◆ Task to carry out ◆
Your task is to retype all of the records below with complete accuracy.

======== Material supplied

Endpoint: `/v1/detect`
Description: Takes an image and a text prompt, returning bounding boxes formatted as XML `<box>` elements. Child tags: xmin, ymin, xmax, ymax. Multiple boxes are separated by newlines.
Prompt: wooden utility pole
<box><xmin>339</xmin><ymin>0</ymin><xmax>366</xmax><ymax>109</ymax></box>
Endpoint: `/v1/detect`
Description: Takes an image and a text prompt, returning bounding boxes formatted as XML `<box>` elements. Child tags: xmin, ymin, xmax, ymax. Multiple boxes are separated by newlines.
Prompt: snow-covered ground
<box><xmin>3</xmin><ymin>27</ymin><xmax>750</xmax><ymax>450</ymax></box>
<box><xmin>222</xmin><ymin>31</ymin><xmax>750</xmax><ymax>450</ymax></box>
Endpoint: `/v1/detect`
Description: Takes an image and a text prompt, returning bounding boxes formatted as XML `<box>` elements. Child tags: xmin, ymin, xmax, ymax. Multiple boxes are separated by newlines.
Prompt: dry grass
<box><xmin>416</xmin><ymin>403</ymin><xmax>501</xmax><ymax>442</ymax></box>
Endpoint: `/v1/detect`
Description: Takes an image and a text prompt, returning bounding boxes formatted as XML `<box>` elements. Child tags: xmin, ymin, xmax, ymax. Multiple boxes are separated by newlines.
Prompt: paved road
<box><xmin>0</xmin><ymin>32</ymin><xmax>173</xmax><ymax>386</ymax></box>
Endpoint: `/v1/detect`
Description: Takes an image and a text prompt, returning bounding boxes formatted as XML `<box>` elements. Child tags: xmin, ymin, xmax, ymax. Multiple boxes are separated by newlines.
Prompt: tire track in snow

================

◆ Result of this task ◆
Endpoint: `/v1/detect`
Description: Takes an image and a text prompt, returning bounding boxes formatted as XML `<box>` elements. Child tags: xmin, ymin, xmax, ymax. Multiple boxes are separated by newlines.
Prompt: wooden utility pole
<box><xmin>339</xmin><ymin>0</ymin><xmax>366</xmax><ymax>109</ymax></box>
Endpoint: `/v1/detect`
Description: Takes an image and a text prompt, returning bounding boxes formatted as XML `<box>` elements. Child tags: xmin, ymin, xmax, ymax. Multiple boxes are separated by newlines.
Prompt: snow-covered ground
<box><xmin>3</xmin><ymin>27</ymin><xmax>750</xmax><ymax>450</ymax></box>
<box><xmin>222</xmin><ymin>31</ymin><xmax>750</xmax><ymax>450</ymax></box>
Endpoint: `/v1/detect`
Description: Takes an image and a text prompt, returning bounding boxes formatted as XML `<box>` elements. Child tags: xmin, ymin, xmax, ymax. Multiple boxes are separated by newlines.
Prompt: dry grass
<box><xmin>416</xmin><ymin>403</ymin><xmax>501</xmax><ymax>442</ymax></box>
Endpoint: `/v1/detect`
Description: Takes an image and a text prompt, returning bounding boxes formatted as XML `<box>` elements. Child tags: xmin, ymin, xmax, ymax. Multiple boxes are separated by newlines.
Prompt: paved road
<box><xmin>0</xmin><ymin>32</ymin><xmax>173</xmax><ymax>386</ymax></box>
Endpoint: `/v1/detect`
Description: Takes an image and a text prompt, returning bounding boxes formatted as XML `<box>` elements. Child tags: xmin, ymin, xmax, ymax. Multiple boxes are separated by newlines.
Prompt: tire track in snow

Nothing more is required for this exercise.